Avec cette métaphore rugbystique on reconnaitra presque l’influence du “scrum” (mélée en français :)
Autre métaphore choisie par Frédéric, celle de la poule et du cochon pour transmettre sa vision d’une juste coopération.
Cette fable raconte l’association d’une poule et d’un cochon pour créer un restaurant et servir des omelettes aux lardons. La poule contribue puisqu’elle fournit des oeufs. De même, le cochon contribue puisqu’il fournit des lardons. Néanmoins, ils ne contribuent pas à la même hauteur ! La poule est concernée. Le cochon, quant à lui, est impliqué : sa participation est autrement plus engageante !
Cette métaphore rappelle l’importance de rapports équilibrés dans toute association.
Si vous êtes le cochon,vous n’avez pas intérêt à y aller. Si vous êtes “poule” non plus pour ne pas profiter d’une situation déséquilibrée et artificielle.

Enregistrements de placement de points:
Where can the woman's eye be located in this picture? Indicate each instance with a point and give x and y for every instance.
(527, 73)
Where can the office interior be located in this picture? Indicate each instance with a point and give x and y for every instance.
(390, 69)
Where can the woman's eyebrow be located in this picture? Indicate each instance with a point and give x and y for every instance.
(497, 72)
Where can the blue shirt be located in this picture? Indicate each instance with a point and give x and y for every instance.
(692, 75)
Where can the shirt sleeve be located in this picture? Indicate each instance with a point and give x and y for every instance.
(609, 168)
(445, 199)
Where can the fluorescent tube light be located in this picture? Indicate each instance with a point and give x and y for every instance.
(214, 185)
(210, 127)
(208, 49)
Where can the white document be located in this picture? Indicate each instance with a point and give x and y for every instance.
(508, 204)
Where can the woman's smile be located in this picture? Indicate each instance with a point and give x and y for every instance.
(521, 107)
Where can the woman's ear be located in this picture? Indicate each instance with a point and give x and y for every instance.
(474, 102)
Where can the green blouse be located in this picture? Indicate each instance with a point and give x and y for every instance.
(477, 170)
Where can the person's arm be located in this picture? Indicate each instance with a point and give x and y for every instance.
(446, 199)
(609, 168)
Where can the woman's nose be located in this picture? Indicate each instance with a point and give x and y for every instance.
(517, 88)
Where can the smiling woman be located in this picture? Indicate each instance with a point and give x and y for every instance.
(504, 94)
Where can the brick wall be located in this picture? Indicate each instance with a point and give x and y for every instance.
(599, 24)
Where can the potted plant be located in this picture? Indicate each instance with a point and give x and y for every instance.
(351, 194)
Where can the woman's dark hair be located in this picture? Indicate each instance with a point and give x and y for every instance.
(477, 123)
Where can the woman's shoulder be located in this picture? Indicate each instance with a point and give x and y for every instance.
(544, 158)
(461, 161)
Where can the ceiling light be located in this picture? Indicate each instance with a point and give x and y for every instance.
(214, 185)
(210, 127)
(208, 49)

CONSIGNE 1
Selon l'extrait sur la fable de la poule et du cochon, pourquoi les deux associés ne contribuent-ils pas à la même hauteur ? Répondez en une à trois phrases.
CONSIGNE 2
Répondez brièvement aux questions suivantes sur l'extrait sur la fable de la poule et du cochon.
(a) Quel plat la poule et le cochon veulent-ils servir dans leur restaurant ?
(b) Quelle influence reconnaît-on presque dans la métaphore rugbystique ?
(c) Que rappelle la métaphore de la poule et du cochon ?
CONSIGNE 3
Rédigez la suite de l'extrait sur la fable de la poule et du cochon, à partir de sa dernière phrase.

RÉPONSE 1
La poule et le cochon contribuent tous deux, la poule en fournissant des œufs et le cochon des lardons. La poule n'est toutefois que concernée, alors que le cochon est impliqué, car sa participation est autrement plus engageante.

RÉPONSE 2
(a) Des omelettes aux lardons.
(b) Celle du « scrum ».
(c) L'importance de rapports équilibrés dans toute association.

RÉPONSE 3
“Ça s’est bien passé parce que mon boss m’a toujours soutenu pendant la phase d’exécution! Si les membres du comex ou les équipes sentent que tu n’es pas soutenu ils s’engouffrent.”
Pour Frédéric, s’accaparer seul la transformation “ça ne peut pas être ça l'histoire”. Même s’il assume un rôle moteur et notamment le fait qu’il a “prescrit tout un tas de solutions qui permettent à l'entreprise de transformer de l'intérieur”. Pour lui la transformation de l'entreprise, c'est d'abord celle des patrons métiers. “C’est fondamental que très vite tout le monde le comprenne. Et à partir du moment où bizarrement, le patron métier est engagé, et bien les choses se passent très très bien”.
Bénéficier du syndrome post « traumatique » après un projet “catastrophe industrielle”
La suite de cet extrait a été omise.